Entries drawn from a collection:
........
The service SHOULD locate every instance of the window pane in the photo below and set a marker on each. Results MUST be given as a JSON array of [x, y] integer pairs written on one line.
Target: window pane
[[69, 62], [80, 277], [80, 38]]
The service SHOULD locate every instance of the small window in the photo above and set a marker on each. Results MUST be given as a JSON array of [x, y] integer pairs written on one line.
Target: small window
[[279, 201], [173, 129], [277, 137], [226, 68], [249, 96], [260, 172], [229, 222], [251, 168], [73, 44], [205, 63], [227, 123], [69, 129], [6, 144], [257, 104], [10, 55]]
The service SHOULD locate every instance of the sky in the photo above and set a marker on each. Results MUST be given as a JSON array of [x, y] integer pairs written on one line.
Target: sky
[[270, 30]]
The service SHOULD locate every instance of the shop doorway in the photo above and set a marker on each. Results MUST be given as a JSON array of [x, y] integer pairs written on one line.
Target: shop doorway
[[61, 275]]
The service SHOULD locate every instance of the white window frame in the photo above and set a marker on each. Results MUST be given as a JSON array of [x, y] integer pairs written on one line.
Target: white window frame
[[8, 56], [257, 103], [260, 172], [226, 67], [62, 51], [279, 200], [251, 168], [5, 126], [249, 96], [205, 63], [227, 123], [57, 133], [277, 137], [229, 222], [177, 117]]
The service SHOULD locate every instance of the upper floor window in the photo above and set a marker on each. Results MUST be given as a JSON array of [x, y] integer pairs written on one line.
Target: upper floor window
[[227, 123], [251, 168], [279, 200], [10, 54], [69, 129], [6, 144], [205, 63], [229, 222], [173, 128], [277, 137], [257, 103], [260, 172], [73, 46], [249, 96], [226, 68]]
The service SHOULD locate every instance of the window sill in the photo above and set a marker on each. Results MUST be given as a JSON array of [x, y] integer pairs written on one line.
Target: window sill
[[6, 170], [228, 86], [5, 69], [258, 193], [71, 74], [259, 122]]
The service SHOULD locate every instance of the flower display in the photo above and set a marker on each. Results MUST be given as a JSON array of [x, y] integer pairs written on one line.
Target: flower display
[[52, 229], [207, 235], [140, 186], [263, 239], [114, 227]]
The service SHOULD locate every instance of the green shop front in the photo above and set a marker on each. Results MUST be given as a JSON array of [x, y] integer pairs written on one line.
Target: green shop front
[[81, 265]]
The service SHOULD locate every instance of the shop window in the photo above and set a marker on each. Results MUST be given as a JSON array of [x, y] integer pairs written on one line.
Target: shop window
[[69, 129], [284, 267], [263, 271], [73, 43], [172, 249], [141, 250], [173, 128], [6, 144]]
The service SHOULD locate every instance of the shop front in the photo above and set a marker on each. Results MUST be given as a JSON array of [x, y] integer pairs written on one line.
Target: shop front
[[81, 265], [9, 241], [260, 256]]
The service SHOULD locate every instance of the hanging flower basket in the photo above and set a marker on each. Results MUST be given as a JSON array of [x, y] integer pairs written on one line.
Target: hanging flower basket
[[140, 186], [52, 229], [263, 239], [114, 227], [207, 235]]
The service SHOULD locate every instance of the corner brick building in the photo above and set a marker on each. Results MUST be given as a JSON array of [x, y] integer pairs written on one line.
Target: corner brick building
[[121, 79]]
........
Can you extract every line of the records above and reproduce each one word for word, without any changes?

The service SHOULD locate every instance of the window pane in the photo below and set a marker on each. Results MUST be given as a JSON array of [x, y] integer pairs written on one line.
Target: window pane
[[69, 62], [80, 277], [80, 38]]
The service SHOULD locate every instance of the small window in the photo above and set a marker on each. Results MUST be given as a JSON array of [x, y] integer pairs written on one line.
Target: small window
[[279, 201], [173, 129], [277, 137], [226, 68], [249, 96], [260, 172], [229, 222], [251, 168], [73, 44], [205, 63], [227, 123], [69, 129], [6, 144], [257, 104], [10, 55]]
The service SHOULD locate every instance of the sky in the photo above and set a marker on each. Results MUST be given as a JSON array of [x, y] integer pairs written on one line.
Target: sky
[[270, 30]]
The service SHOULD locate every instance of the shop doorway in the photo above and set a marker on each. Results MUST be given as a JSON array of [x, y] integer pairs written on one line.
Target: shop doorway
[[61, 275]]
The service SHOULD locate every instance of the white window frame in the photo above and set a marker on each. Results MUST be given as a JSON array of [x, y] integer pairs written on one line.
Target: white window frame
[[8, 56], [257, 103], [260, 172], [226, 67], [62, 51], [279, 200], [251, 168], [5, 126], [249, 96], [205, 63], [227, 123], [57, 133], [277, 137], [229, 222], [177, 117]]
The service SHOULD locate every instance of the upper floor window in the photo above and set a marker on each. Results MUST be given as a JSON array of [x, y] integer pairs written on one line.
Target: upper floor window
[[227, 123], [251, 168], [279, 200], [10, 54], [69, 129], [6, 144], [205, 63], [229, 222], [173, 128], [277, 137], [257, 103], [260, 172], [73, 46], [249, 96], [226, 68]]
The service SHOULD locate every instance of the window sill in the photo above and set a marker on each. Results MUST be given as a JSON array of [x, y] integer pairs written on one line.
Target: window sill
[[6, 170], [228, 86], [5, 69], [258, 193], [71, 74], [259, 122]]
The service SHOULD locate every instance of the flower display in the photo above and set a marker on each. Results MUST be given as a JSON array of [x, y] integer pairs written on one line.
Target: flower display
[[52, 229], [207, 235], [140, 186], [263, 239], [114, 227]]
The service SHOULD locate every instance of the green shop front in the photo above and set a marker on each. Results MUST be given as a JSON array of [x, y] integer pairs written on one line.
Target: green shop front
[[81, 265]]
The service SHOULD locate every instance of the shop window in the photo above and set a marker on each. Results MUST be given as a JSON array of [x, y] integer pairs written on one line.
Target: shop window
[[69, 129], [284, 267], [263, 271], [73, 43], [172, 249], [141, 250], [173, 128], [6, 144]]
The service SHOULD locate every instance of the shop front in the photo above and set a marker on each. Results MUST be given as a JSON array of [x, y] integer pairs written on one line.
Target: shop front
[[81, 265], [9, 241], [260, 256]]
The service SHOULD locate every instance of the hanging flower basket in the photo above and set a marker on each. Results MUST be given as a JSON array of [x, y] integer pairs written on one line.
Target: hanging flower basket
[[140, 186], [52, 229], [263, 239], [114, 227], [207, 235]]
The service SHOULD locate every instance of the corner brick building in the photo above and set a marker on each. Results MUST be given as a JSON array of [x, y] integer pairs written on one line.
Target: corner brick building
[[121, 79]]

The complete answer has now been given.